>> start MATERIAL FOR THIS TASK

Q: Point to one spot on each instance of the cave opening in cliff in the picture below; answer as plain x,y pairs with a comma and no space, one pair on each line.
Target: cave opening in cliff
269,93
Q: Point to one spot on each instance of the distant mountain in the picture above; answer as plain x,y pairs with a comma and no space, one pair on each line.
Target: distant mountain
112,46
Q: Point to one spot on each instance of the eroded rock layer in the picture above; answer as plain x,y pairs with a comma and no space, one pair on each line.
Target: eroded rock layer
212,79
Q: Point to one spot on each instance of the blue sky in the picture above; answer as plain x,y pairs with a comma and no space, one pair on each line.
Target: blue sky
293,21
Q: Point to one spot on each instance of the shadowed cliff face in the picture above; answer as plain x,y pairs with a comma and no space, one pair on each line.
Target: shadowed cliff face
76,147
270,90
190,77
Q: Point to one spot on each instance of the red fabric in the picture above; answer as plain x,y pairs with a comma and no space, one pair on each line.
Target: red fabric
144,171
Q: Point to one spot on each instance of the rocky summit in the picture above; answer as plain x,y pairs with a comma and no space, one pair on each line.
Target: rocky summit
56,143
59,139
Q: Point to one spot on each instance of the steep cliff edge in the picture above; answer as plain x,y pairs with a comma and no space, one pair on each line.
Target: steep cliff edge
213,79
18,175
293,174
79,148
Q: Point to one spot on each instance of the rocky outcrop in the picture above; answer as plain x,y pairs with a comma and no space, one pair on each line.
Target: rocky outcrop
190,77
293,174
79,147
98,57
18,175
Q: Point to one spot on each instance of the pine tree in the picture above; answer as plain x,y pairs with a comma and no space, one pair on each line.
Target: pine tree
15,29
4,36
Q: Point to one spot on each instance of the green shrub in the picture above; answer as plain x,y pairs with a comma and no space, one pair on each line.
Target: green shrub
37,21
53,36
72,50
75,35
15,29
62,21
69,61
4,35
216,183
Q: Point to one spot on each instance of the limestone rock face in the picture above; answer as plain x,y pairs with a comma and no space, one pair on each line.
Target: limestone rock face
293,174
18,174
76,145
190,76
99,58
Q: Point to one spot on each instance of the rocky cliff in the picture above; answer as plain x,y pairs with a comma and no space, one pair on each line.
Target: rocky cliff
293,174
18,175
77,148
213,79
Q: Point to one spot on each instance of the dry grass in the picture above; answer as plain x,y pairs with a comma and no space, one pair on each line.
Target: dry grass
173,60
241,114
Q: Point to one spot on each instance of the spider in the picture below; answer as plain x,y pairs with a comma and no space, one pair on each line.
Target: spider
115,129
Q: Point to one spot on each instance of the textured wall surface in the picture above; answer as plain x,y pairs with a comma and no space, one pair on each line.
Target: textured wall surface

>> end MATERIAL FOR THIS TASK

» REQUIRED WORK
Can you rewrite everything from the line containing "Q: Point to one spot on each instance of the pine" down through the end of the material, changing "green shrub" to "leafy bush" and leaving all else as is?

» ANSWER BELOW
Q: Point to one spot on each instance of the pine tree in the picture above; answer as plain x,y pairs with a comma and no space, one pair on each line.
Target: pine tree
15,29
4,36
Q: Point to one spot on each instance of the leafy bush in the picture above; answer as plain x,y pairs with a comma and no space, one pair on each line.
Target: leafy bush
37,21
53,36
72,50
75,35
15,29
62,21
69,61
4,35
216,183
Q: Point to one spot on each instance of the limestone rock face in the picture above; answer as plain x,y pairs with a comma and no space, one pair on each line.
Target: limestone rock face
293,174
18,174
76,145
190,76
99,58
Q: Point to one spot on each instance of the rocky cliff in the picture above; answer as plain x,y pairs with a comma and no space, one pair on each line.
Target: rocky cliff
293,174
18,175
77,148
213,79
Q: Point to one spot on each instance of the dry grass in the picture above; answer as plain x,y pairs with a comma and no space, one pair on each line.
Target: dry grass
173,60
241,114
Q: Point to one spot on each instance of the spider in the picture below; answer as plain x,y pairs with a comma and no space, one pair on each line.
Target: spider
115,129
Q: Point to one spot on each instance of the textured wall surface in the picture above; answer as plain x,y pairs with a comma and no space, one pair on each line.
Target: textured wall surface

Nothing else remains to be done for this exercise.